◆ The problem
Within this material, find every line where the string "laid" appears, and copy it out.

----------------

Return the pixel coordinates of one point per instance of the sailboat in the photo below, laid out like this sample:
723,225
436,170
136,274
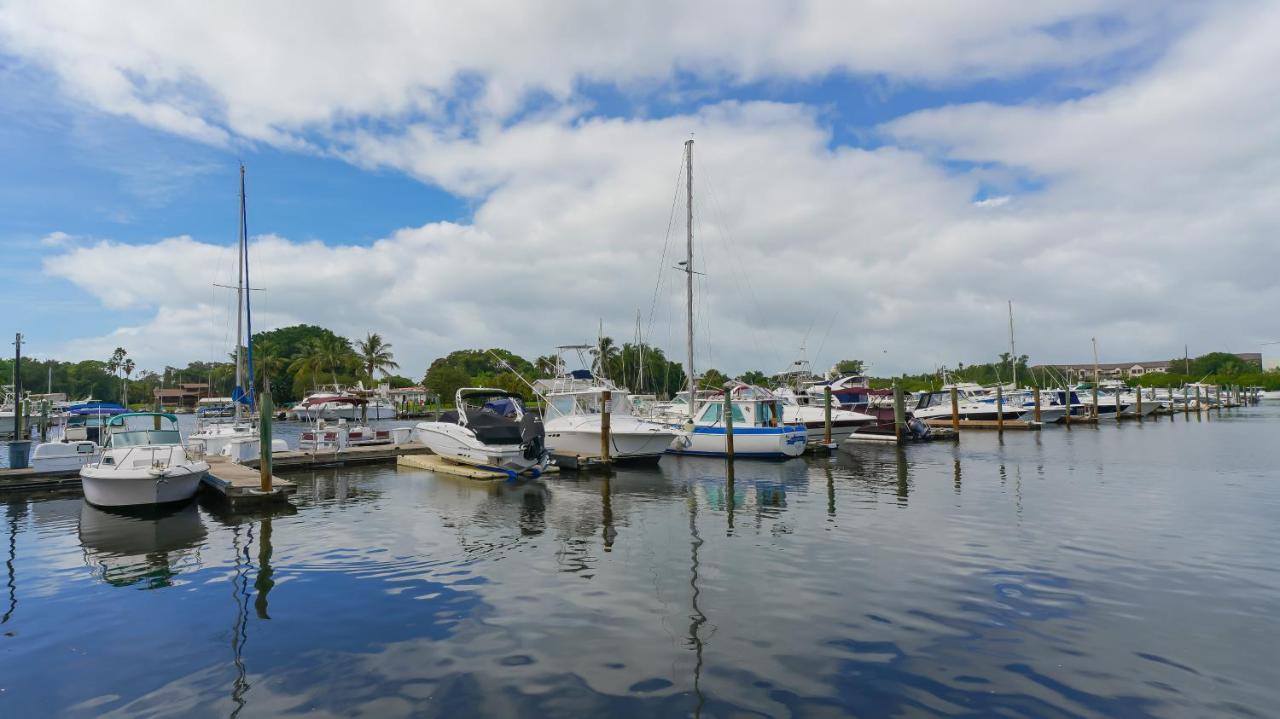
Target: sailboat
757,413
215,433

----------------

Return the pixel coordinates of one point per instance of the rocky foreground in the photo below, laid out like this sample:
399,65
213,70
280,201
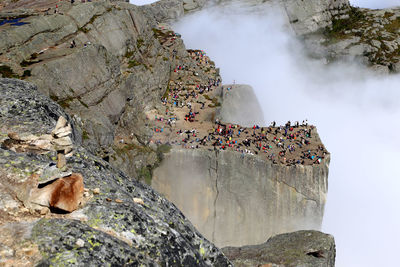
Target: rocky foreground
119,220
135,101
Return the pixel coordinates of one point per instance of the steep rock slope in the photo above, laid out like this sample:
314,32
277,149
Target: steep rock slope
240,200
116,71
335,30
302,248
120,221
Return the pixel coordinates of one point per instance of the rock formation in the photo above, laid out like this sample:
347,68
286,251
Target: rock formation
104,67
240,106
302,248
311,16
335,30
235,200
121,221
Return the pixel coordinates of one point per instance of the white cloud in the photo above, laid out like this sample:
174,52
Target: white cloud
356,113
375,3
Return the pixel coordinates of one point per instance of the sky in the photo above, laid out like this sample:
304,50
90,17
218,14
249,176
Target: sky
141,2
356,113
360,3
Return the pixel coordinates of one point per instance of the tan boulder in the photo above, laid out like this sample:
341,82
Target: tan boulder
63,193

----------------

◆ Completed exercise
Return the pixel coordinates of one point per instance of the sailboat in the photo below, laid out like this sample:
Return the pixel coordinates of one point per instance of the rocky foreground in the photo below, laid out like this sample:
Return the pixel coordinates of one point per instance of the steep rock slope in the photo above, laid out like this sample:
Return the pixel coordinates of one point per instance of the rock formation in the photo above, laid out like this sample:
Return the pixel coordinates of one point per instance of the white cloud in the photo above, laid out like this sample:
Return the pixel coordinates of one point per instance of the sky in the photo above, laid out like this sample:
Return the pixel coordinates of one point per instance of the tan boulder in the photo above, laid out like this sample:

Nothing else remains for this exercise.